Monday, March 26, 2012

Mulcair wins NDP race

Back in the 80's during junior high and high school, my close group of friends and I were each politically aligned across all three parties--PC, Liberal, and NDP.  I believe we had two influences at the time--our parents, and our social studies teachers.

One of my friends was an NDP supporter because his particular teacher was a staunch socialist.  This teacher had pictograms on the wall of how socialism worked--how wealth was equally distributed which made all the smiley faces happy.  My social studies teacher, on the other hand, explained socialism as such:

"Imagine if we redistrbuted the marks in this class so you'd each have the average.  No matter how hard you studied, even if you got 100%, you'd get the average.  Is that fair?"

We ALL thought that wasn't fair.

The classic socialist way of thinking, seemed to be what the NDP at the time stood for, along with strong union ties.  Ed Broadbent, a charasmatic leader, brought the party to its highest standing in the house, however more likely due to a weak Liberal leader, seeing their party standing reach the lowest in its history.

Sound familiar?

After Ed stepped down, the NDP elected two capable women to lead them, but with a strong Liberal leader in Jean Chretien, and the conservative side split up, the momentum was lost.

*Extracted data*:
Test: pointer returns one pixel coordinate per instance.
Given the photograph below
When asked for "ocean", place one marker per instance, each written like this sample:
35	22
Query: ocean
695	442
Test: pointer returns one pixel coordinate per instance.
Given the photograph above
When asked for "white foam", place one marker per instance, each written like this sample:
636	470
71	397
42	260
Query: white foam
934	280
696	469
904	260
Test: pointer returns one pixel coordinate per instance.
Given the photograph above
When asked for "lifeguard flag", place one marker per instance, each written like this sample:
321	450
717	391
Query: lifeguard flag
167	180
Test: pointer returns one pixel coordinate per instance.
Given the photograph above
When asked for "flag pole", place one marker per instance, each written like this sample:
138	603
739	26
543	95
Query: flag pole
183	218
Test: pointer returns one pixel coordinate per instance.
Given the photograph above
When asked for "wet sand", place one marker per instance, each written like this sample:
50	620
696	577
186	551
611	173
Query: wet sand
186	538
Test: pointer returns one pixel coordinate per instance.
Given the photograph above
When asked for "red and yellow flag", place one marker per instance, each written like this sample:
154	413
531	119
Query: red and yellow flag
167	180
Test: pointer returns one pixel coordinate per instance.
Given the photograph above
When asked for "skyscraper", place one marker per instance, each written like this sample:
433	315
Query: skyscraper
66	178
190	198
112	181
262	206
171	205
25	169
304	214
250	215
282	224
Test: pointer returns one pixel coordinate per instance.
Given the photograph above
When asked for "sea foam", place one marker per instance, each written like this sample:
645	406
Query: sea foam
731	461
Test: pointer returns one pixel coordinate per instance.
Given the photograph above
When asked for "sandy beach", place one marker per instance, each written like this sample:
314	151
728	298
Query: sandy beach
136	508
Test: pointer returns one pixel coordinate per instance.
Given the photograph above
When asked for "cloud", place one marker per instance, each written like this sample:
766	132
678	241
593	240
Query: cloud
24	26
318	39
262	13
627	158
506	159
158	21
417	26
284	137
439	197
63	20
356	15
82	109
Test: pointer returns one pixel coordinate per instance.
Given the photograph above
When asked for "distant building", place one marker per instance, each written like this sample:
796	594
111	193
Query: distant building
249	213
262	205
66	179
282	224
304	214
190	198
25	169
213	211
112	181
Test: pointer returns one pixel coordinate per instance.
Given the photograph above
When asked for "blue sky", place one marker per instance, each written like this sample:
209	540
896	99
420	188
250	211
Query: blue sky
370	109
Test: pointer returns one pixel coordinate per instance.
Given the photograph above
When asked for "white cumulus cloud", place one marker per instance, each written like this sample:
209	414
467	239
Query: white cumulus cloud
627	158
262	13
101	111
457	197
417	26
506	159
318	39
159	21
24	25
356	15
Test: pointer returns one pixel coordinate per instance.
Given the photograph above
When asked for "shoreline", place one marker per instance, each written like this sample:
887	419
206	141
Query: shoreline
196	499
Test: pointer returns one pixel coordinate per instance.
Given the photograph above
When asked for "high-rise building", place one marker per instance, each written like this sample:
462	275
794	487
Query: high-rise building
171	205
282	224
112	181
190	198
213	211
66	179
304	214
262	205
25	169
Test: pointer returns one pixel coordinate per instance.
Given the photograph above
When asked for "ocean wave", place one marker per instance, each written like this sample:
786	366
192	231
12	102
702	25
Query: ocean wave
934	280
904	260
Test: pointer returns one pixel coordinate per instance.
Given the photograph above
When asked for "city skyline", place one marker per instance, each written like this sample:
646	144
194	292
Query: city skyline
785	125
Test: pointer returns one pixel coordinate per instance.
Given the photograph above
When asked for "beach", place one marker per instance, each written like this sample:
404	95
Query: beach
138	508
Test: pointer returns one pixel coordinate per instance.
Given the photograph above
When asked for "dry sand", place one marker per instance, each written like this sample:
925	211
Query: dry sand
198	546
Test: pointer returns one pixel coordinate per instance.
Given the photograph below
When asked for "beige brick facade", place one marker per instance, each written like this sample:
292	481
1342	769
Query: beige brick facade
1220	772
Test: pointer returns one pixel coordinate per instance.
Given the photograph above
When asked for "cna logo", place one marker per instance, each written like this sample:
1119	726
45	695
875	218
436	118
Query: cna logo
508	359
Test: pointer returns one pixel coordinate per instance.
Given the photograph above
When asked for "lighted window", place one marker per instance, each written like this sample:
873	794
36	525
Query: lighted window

*Instructions*:
- a) In the post on Mulcair's NDP win, what did the writer's social studies teacher imagine redistributing to explain socialism?
- b) Carry the post on Mulcair's NDP win forward from its final sentence.

*Answer section*:
- a) The marks in the class, so that each student would get the average.

- b)
Then a former Toronto city councillor jumped into the fray, and the era of Jack Layton, began, albeit slowly.

Jack's political prowess was not in winning over the rest of Canada, even where the NDP was born, but in seeing a political vacuum occur in Quebec, where the Bloc was losing its stature, especially in a Conservative minority gov't, often voting with the government, as the government poured money into Quebec.  Few have mentioned this strategy, but a hole was found when a piddly amount of arts funding into Quebec was to be cut and this cost Harper a potential majority.

Even though the idea of a coalition between the Liberals and NDP (with Bloc support) was most popular in Quebec, with the NDP creeping into political areas usually exclusively associated with Gilles Duceppe's party's views, Quebeckers began to realize that the NDP, if enough support was given, could actually form government with a strong Quebec-centered caucus and policy.

Another "Quiet Revolution" was born.

But we must remember, that in 2007 the captain who won one of the strongest Liberal ridings in Quebec, Outremont, was Thomas Mulcair.  A former cabinet minister in Jean Charest's Liberal government, Mulcair easily won the riding, most likely due to defecting Bloc supporters.

Then Jack appointed him and Libby Davies to be co-deputy leaders in caucus.  And because of Jack's sad loss to cancer, on the weekend, Mulcair became NDP leader and leader of the official opposition.

And it was the right choice for the NDP--maintaining their strong foothold in Quebec with someone who is well known and popular there.

He says his first priority is party unity.  Even elderstatesman Ed Broadbent said himself he wasn't supporting Mulcair due to Mulcair wanting to broaden the party base (there's a 'broad' pun in there somewhere) and more the party to the centre.  There's a bit of work to do there, but this is smart.  Jack began to do just that with even suggesting tax cuts and being working family oriented, so that those words weren't exclusively for Harper.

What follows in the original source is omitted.